EXTRACT PROVIDED:
━━━━━━━━━━━━━━━━━━━━━━━━━━━━━━
Multnomah county, Oregon – Flu season is starting to ramp up and that means new restrictions will soon be in place at hospitals. Starting today all Providence Medical Centers and Clinics in Oregon will have new policies. Caregivers or volunteers who didn’t get a flu shot will have to wear masks. Visitors with flu symptoms will be asked to stay home. Only essential visitors will be allowed into intensive care, maternity, and pediatric units.
Read more from Multnomah County Officials:
Immunization can still protect vulnerable people and healthy adults from the worst influenza has to offer
Flu season has returned to the Portland Metro area, doctors and hospitals say, as influenza tests and doctor visits rise across the state.
Southern Oregon reported a sharp increase in positive lab results for the flu beginning in early December, while the Portland metro area saw its numbers soar closer to the New Year. Hospitalizations, which typically lag behind positive lab tests, are now starting to increase, as well.
Everyone is at risk from the flu, including healthy adults. But those at greatest risk are young children, pregnant women, and seniors. Doctors say now is the perfect time to get a flu shot.
“The flu shot could save your life,” said Tri-County Health Officer Dr. Paul Lewis. “The flu shot is safe and effective. It’s the single best thing you can do to stay healthy this winter.”
Health department staff in Clackamas, Multnomah, and Washington counties began convening weekly calls with area hospitals in December, monitoring for a surge in ill patients and staff. They jointly determined that, based on trends in lab test results, emergency department visits and individual reports of severe illness, that the season has begun in earnest. A typical flu season lasts three to four months.
Once flu season is in full swing, hospitals take extra precautions to keep patients safe and prevent the spread of influenza. Those steps include making sure all employees get a flu shot or take other precautions to protect patients. Some hospitals may also impose visitor screening, age limits or other restrictions to make sure the most vulnerable patients don’t get sick.
Emergency departments ask anyone with mild symptoms to treat their illness at home with bed rest and lots of fluids.
“This time of year, urgent care centers and emergency departments can become crowded due to an increase in the number of patients seeking care for flu,” said John Townes, M.D., medical director of Infection Prevention and Control at OHSU. “Otherwise healthy people with mild to moderate flu symptoms can often be treated at home; they should contact their primary care providers first for treatment options before going to the clinic or emergency department. This can help ensure that high risk cases have easier access to emergency care, while lowering the risk of spreading flu to others.”
━━━━━━━━━━━━━━━━━━━━━━━━━━━━━━
LISTED ENTRIES:
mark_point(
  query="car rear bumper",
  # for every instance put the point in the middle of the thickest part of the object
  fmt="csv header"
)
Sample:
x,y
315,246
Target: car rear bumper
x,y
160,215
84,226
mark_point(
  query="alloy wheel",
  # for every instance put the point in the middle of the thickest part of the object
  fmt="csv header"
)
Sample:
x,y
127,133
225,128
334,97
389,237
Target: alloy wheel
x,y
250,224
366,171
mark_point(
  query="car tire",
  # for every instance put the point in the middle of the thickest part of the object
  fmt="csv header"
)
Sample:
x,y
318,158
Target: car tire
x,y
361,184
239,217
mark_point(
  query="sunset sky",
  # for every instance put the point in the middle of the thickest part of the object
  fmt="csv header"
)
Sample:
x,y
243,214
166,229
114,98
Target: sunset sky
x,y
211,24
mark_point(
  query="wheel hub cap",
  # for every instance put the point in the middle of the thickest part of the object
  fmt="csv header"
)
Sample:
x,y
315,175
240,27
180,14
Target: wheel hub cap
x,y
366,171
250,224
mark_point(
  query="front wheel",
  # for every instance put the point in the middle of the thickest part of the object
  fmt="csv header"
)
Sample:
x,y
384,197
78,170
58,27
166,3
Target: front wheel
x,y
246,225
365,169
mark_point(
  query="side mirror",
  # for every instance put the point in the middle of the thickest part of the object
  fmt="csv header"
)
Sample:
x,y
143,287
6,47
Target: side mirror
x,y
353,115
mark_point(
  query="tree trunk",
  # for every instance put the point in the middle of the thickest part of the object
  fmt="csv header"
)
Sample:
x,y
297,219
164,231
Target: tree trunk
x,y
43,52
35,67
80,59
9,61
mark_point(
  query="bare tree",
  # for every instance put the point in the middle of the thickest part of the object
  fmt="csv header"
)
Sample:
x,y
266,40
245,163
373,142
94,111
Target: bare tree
━━━━━━━━━━━━━━━━━━━━━━━━━━━━━━
WHAT YOU HAVE TO DO: Finish out the next part of the article on flu season and hospital restrictions in the Portland area, starting after its final paragraph. The items were taken from a different source.

SOLVED EXERCISE:
Influenza is caused by a virus that reappears every winter and changes rapidly. That means even if you have had influenza before, a vaccination is needed every year.
The most common symptoms of influenza are fever, cough and sore throat. Often the onset of illness is sudden with chills and body aches. Illness in children can include vomiting and diarrhea. Influenza usually causes several days of what seems like a very bad cold, but it can also cause complications such as ear and sinus infections.
Even more concerning, however, are serious illnesses such as pneumonia and bacterial infections, which lead to hundreds of hospitalizations in Oregon every year and deaths in people of all ages. Last season 1,562 people were hospitalized with the flu, according to the Oregon Health Authority, and three children died.
Everyone can do something to stop the spread of influenza, and that starts with a shot.
“Flu takes several weeks to hit a peak and then a couple of months to be over, so now is a great time to get your flu shot,” said Tri-County Health Officer Dr. Paul Lewis. “The flu shot could save your life. It could save the life of someone in your family, and it could keep you from having a miserable week recovering in bed.”
While the best prevention is a flu shot, here are a few other tips to keep yourself and other people healthy this season:
Wash your hands: Scrubbing for 20 seconds with warm soapy water is better at fighting germs than hand sanitizer.
Cover your cough: Cough and sneeze? Elbow, please! Aim for your arm to stop spreading germs.
Stay home if you’re sick: Sleep, read a book, take a bath, pet your cat, sip soup, watch a movie. Just don’t expose other people by going to work or school!
People with common symptoms such as fever, cough, body aches or fatigue should stay home from work or school, and limit contact with others.
People at high risk of serious flu-related complications should contact their primary health care provider for treatment options. Those people include young children, people over the age of 65, pregnant women or those with certain medical conditions such as severe lung, heart, kidney, liver, neurologic, or certain blood disorders.
If someone exhibits emergency warning signs of flu, such as difficulty breathing, blue lips, serious dehydration or sudden dizziness, they should go to the emergency room or call 9-1-1. Providers encourage patients to call for advice before going to urgent care or an emergency room.